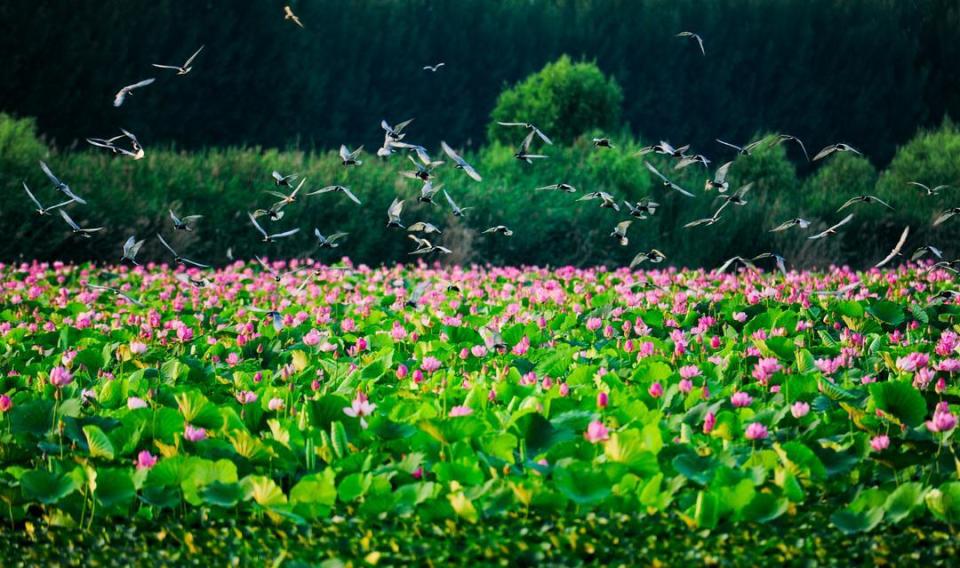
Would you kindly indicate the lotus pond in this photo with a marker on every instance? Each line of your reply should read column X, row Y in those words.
column 473, row 398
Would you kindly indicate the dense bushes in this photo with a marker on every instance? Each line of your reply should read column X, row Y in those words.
column 565, row 99
column 867, row 72
column 131, row 197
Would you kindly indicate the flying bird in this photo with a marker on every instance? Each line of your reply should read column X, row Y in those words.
column 690, row 160
column 697, row 37
column 350, row 158
column 653, row 256
column 424, row 227
column 40, row 208
column 606, row 200
column 719, row 181
column 930, row 190
column 523, row 153
column 59, row 185
column 664, row 149
column 743, row 150
column 393, row 214
column 395, row 132
column 832, row 230
column 602, row 143
column 499, row 230
column 896, row 249
column 130, row 249
column 864, row 199
column 457, row 210
column 182, row 69
column 834, row 148
column 427, row 191
column 620, row 232
column 183, row 224
column 128, row 91
column 564, row 187
column 530, row 127
column 288, row 199
column 270, row 238
column 641, row 209
column 176, row 256
column 734, row 261
column 946, row 215
column 283, row 180
column 85, row 233
column 289, row 15
column 461, row 163
column 337, row 189
column 667, row 182
column 797, row 222
column 329, row 242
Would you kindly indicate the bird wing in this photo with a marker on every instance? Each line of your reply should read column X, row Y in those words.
column 396, row 208
column 69, row 221
column 721, row 175
column 257, row 225
column 825, row 152
column 896, row 249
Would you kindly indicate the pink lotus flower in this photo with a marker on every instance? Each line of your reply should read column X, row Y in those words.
column 360, row 408
column 799, row 409
column 460, row 411
column 943, row 420
column 756, row 431
column 430, row 364
column 690, row 371
column 312, row 338
column 880, row 443
column 603, row 399
column 741, row 399
column 709, row 421
column 597, row 432
column 60, row 377
column 246, row 397
column 194, row 434
column 146, row 460
column 655, row 390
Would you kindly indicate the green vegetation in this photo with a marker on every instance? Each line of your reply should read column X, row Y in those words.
column 865, row 72
column 133, row 198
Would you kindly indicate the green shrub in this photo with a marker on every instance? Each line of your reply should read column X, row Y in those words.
column 564, row 99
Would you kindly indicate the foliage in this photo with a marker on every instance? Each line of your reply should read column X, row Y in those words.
column 564, row 98
column 499, row 392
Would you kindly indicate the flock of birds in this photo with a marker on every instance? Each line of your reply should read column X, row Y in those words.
column 288, row 187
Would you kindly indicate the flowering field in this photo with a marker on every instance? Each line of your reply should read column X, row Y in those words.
column 460, row 395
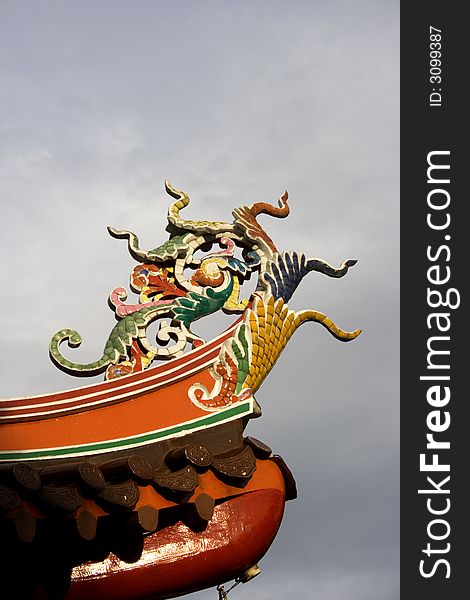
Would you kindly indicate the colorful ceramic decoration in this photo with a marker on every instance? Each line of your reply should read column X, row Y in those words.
column 143, row 486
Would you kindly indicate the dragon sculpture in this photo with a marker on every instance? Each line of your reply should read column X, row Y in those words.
column 176, row 300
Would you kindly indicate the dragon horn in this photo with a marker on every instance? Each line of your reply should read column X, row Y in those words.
column 200, row 227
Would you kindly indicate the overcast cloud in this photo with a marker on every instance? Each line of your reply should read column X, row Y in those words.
column 234, row 102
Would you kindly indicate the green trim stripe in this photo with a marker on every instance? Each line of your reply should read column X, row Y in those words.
column 129, row 442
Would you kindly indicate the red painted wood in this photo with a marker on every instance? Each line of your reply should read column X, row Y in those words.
column 177, row 561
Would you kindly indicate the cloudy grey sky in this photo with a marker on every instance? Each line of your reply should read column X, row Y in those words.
column 234, row 102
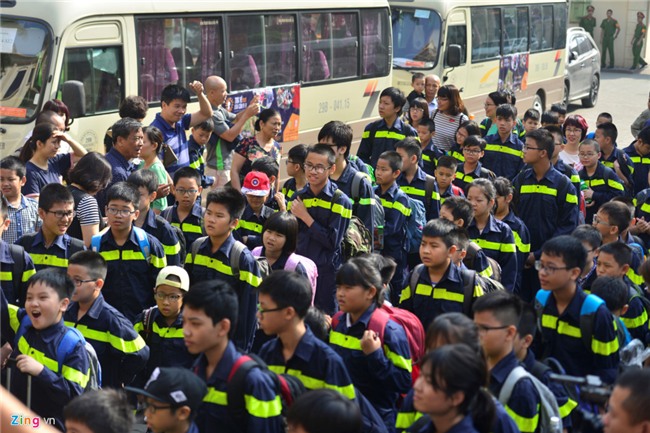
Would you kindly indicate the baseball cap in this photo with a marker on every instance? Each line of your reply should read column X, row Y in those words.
column 176, row 271
column 256, row 183
column 174, row 385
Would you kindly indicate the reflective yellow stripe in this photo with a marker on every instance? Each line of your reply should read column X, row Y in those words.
column 106, row 337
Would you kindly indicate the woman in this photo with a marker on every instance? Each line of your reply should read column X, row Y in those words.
column 448, row 117
column 575, row 130
column 91, row 175
column 268, row 126
column 42, row 164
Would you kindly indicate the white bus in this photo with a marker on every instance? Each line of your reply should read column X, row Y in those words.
column 482, row 47
column 91, row 54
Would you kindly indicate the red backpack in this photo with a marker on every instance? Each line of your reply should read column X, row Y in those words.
column 407, row 320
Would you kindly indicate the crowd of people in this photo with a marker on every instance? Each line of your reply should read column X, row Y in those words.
column 431, row 282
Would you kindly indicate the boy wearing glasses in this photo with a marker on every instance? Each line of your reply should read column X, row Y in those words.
column 134, row 257
column 50, row 246
column 121, row 352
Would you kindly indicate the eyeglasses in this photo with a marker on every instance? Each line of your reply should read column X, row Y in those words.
column 183, row 191
column 119, row 212
column 319, row 169
column 60, row 214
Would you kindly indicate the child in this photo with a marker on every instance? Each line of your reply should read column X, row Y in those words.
column 497, row 315
column 445, row 173
column 51, row 246
column 212, row 257
column 200, row 136
column 376, row 139
column 210, row 317
column 256, row 189
column 603, row 184
column 173, row 397
column 151, row 148
column 396, row 211
column 504, row 150
column 22, row 211
column 36, row 332
column 381, row 370
column 120, row 350
column 147, row 183
column 473, row 150
column 323, row 218
column 132, row 268
column 560, row 302
column 187, row 213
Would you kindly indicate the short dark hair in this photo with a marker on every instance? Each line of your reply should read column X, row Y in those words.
column 54, row 193
column 217, row 299
column 93, row 262
column 568, row 248
column 288, row 289
column 228, row 197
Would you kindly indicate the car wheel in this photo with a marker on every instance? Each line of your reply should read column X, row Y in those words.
column 591, row 100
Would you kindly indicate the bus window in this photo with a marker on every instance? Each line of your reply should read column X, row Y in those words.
column 100, row 71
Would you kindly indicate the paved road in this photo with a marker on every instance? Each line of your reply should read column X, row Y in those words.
column 622, row 94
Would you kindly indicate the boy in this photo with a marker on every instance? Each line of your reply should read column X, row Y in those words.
column 173, row 397
column 396, row 211
column 603, row 184
column 496, row 315
column 323, row 218
column 440, row 288
column 471, row 169
column 256, row 189
column 51, row 246
column 201, row 134
column 22, row 211
column 381, row 135
column 146, row 182
column 213, row 257
column 445, row 173
column 614, row 260
column 161, row 326
column 559, row 305
column 36, row 332
column 504, row 150
column 120, row 350
column 132, row 265
column 210, row 316
column 187, row 213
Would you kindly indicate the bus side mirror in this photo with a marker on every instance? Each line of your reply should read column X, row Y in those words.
column 453, row 55
column 73, row 95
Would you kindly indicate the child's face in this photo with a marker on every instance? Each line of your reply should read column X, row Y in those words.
column 217, row 220
column 186, row 191
column 10, row 184
column 169, row 300
column 44, row 306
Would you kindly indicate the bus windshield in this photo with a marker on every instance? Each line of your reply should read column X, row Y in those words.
column 24, row 49
column 416, row 38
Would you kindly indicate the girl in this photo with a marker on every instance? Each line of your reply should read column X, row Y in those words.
column 505, row 213
column 381, row 370
column 153, row 140
column 268, row 126
column 492, row 235
column 42, row 164
column 448, row 117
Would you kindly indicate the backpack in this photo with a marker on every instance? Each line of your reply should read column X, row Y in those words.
column 548, row 407
column 67, row 344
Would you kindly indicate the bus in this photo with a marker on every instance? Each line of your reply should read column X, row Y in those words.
column 481, row 47
column 320, row 61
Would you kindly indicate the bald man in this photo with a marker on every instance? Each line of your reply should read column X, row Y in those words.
column 227, row 127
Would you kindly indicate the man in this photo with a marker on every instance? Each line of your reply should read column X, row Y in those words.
column 227, row 127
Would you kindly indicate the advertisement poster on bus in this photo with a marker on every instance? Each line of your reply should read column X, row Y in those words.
column 283, row 99
column 513, row 73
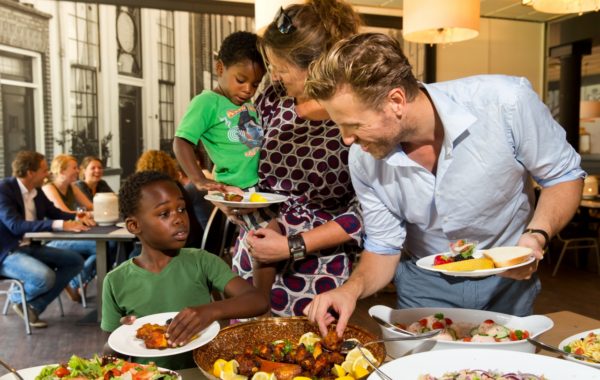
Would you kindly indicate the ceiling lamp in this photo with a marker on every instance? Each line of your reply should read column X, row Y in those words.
column 440, row 22
column 265, row 11
column 564, row 6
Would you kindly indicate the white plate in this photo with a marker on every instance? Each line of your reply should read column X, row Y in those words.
column 575, row 337
column 427, row 264
column 437, row 363
column 123, row 339
column 534, row 324
column 245, row 203
column 32, row 372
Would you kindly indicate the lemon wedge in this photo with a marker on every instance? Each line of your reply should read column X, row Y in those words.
column 309, row 339
column 255, row 197
column 229, row 368
column 264, row 376
column 218, row 367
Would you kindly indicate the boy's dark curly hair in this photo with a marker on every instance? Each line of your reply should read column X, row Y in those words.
column 239, row 46
column 131, row 191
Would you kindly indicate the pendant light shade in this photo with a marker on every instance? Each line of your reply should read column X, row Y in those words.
column 265, row 11
column 434, row 21
column 565, row 6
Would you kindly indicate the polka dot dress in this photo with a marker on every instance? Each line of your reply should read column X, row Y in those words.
column 308, row 162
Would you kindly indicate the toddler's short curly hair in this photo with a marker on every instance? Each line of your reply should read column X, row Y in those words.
column 131, row 191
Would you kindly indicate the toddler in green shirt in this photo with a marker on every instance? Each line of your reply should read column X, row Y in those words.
column 225, row 120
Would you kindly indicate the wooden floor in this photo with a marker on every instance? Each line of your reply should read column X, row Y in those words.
column 571, row 289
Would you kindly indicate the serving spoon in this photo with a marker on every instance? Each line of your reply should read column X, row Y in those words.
column 557, row 350
column 390, row 326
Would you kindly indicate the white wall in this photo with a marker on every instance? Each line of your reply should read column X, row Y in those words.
column 502, row 47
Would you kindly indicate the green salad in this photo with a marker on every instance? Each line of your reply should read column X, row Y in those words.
column 104, row 368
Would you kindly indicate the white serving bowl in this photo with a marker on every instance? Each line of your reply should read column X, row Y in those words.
column 572, row 338
column 534, row 324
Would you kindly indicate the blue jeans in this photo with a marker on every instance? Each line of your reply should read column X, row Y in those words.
column 87, row 249
column 45, row 271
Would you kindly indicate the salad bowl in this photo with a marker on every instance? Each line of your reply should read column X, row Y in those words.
column 534, row 325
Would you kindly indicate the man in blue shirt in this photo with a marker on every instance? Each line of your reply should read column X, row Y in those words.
column 436, row 163
column 45, row 271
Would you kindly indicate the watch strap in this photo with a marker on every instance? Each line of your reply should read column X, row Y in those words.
column 541, row 232
column 297, row 247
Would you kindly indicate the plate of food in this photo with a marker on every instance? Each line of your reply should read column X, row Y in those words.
column 477, row 263
column 95, row 368
column 243, row 350
column 462, row 328
column 585, row 343
column 249, row 200
column 460, row 363
column 146, row 337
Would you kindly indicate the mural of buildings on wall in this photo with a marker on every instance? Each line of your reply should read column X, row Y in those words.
column 113, row 79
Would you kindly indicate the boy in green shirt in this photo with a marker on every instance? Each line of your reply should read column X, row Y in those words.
column 166, row 277
column 225, row 120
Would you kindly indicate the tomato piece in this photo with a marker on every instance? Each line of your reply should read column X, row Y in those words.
column 437, row 325
column 128, row 366
column 112, row 373
column 143, row 375
column 62, row 371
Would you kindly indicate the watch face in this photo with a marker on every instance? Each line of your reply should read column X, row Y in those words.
column 126, row 32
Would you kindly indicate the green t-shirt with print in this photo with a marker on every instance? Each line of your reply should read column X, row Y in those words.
column 187, row 280
column 231, row 134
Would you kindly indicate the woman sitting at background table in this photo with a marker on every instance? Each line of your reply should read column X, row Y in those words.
column 61, row 190
column 306, row 249
column 90, row 180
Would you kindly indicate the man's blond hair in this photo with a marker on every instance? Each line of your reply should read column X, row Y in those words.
column 371, row 64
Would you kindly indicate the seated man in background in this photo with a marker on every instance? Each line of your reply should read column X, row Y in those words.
column 45, row 271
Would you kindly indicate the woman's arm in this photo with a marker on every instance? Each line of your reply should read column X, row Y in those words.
column 269, row 246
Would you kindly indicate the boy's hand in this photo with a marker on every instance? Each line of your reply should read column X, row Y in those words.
column 187, row 324
column 127, row 320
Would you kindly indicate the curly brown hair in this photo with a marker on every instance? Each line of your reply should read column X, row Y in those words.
column 157, row 160
column 317, row 25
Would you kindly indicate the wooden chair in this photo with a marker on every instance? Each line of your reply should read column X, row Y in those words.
column 16, row 286
column 576, row 243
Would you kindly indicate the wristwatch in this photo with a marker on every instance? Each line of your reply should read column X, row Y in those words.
column 297, row 247
column 541, row 232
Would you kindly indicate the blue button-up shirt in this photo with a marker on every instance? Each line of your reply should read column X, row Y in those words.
column 497, row 136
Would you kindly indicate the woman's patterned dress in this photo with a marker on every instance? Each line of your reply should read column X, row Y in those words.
column 308, row 162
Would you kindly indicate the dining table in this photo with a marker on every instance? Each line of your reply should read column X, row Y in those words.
column 566, row 324
column 101, row 235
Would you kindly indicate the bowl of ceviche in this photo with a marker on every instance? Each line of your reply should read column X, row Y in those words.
column 104, row 367
column 462, row 328
column 585, row 343
column 270, row 349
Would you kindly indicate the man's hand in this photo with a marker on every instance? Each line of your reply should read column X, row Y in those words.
column 188, row 323
column 536, row 243
column 338, row 300
column 74, row 226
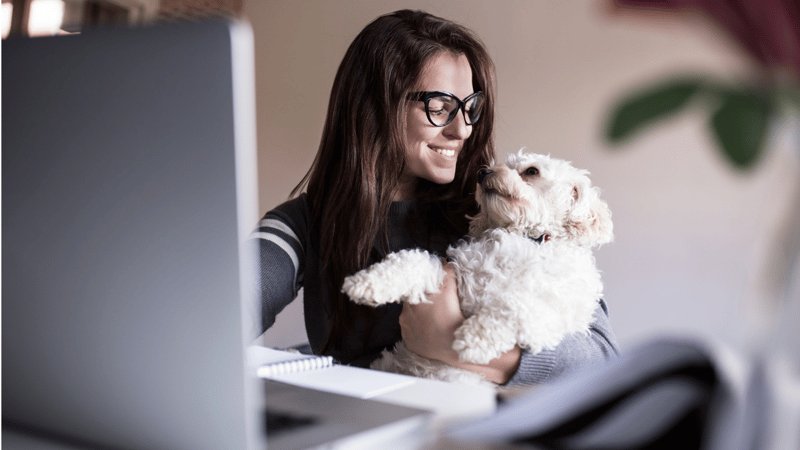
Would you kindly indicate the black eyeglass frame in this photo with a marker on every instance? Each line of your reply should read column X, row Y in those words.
column 426, row 96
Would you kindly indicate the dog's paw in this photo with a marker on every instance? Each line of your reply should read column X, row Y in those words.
column 405, row 276
column 360, row 290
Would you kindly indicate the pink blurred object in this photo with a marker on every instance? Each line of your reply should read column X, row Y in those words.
column 768, row 29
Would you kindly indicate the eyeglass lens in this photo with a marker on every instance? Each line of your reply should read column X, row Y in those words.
column 442, row 109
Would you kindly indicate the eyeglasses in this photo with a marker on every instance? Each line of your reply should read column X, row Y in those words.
column 442, row 107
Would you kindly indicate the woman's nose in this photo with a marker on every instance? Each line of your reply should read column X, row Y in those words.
column 458, row 128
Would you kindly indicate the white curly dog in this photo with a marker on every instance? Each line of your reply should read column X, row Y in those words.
column 526, row 276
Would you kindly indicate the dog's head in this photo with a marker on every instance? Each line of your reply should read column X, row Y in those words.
column 541, row 196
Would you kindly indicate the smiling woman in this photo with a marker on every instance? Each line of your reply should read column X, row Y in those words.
column 397, row 168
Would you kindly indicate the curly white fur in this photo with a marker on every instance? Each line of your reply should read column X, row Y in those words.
column 513, row 289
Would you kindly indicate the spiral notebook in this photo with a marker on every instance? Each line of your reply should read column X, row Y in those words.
column 323, row 373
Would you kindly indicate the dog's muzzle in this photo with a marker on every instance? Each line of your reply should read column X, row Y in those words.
column 483, row 173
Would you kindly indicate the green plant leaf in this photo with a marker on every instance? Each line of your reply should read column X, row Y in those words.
column 740, row 126
column 656, row 102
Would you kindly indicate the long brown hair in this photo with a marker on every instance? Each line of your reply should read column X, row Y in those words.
column 361, row 155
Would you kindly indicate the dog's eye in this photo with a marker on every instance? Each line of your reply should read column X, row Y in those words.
column 531, row 171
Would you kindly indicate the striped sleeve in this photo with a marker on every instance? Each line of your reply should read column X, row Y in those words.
column 280, row 240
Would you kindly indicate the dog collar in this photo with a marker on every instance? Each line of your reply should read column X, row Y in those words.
column 540, row 239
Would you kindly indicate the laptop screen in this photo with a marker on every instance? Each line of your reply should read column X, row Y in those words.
column 128, row 165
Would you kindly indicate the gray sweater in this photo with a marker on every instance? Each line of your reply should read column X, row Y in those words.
column 289, row 258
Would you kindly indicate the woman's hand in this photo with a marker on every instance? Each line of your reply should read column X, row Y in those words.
column 428, row 330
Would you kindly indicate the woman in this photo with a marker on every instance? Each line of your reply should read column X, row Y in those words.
column 409, row 124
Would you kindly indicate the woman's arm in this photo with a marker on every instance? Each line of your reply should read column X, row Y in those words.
column 278, row 244
column 428, row 330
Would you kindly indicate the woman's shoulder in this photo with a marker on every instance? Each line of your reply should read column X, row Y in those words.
column 293, row 212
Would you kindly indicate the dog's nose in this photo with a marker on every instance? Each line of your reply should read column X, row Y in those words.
column 483, row 173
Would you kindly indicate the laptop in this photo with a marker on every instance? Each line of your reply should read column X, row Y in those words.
column 128, row 182
column 128, row 188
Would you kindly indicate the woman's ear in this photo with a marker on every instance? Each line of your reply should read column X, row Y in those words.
column 589, row 220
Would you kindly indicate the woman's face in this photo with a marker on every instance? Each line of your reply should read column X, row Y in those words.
column 431, row 151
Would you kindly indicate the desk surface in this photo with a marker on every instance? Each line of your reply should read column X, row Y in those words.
column 448, row 403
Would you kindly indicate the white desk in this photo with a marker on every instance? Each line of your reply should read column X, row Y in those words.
column 448, row 404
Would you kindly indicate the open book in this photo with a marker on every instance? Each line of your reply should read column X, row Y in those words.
column 322, row 373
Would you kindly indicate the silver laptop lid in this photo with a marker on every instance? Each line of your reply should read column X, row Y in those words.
column 128, row 164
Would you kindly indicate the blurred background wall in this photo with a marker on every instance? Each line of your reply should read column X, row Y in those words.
column 693, row 236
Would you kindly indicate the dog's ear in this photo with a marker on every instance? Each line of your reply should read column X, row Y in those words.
column 478, row 224
column 589, row 219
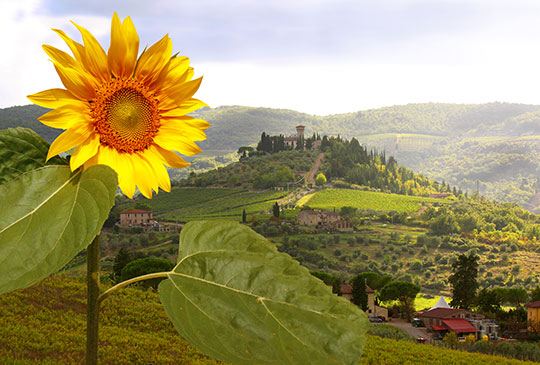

····················

● Problem requirements
Format the rows above, from the start through the line containing "column 473, row 398", as a two-column CSV headed text and answer, with one line per row, each field quoted, and line breaks inside a field turned into spaces. Leave the pictures out.

● Output of the exercise
text,answer
"Would you kindly indicate the lotus pond in this photo with a marker on every instance? Each line of your reply should read column X, row Y in those words.","column 473, row 398"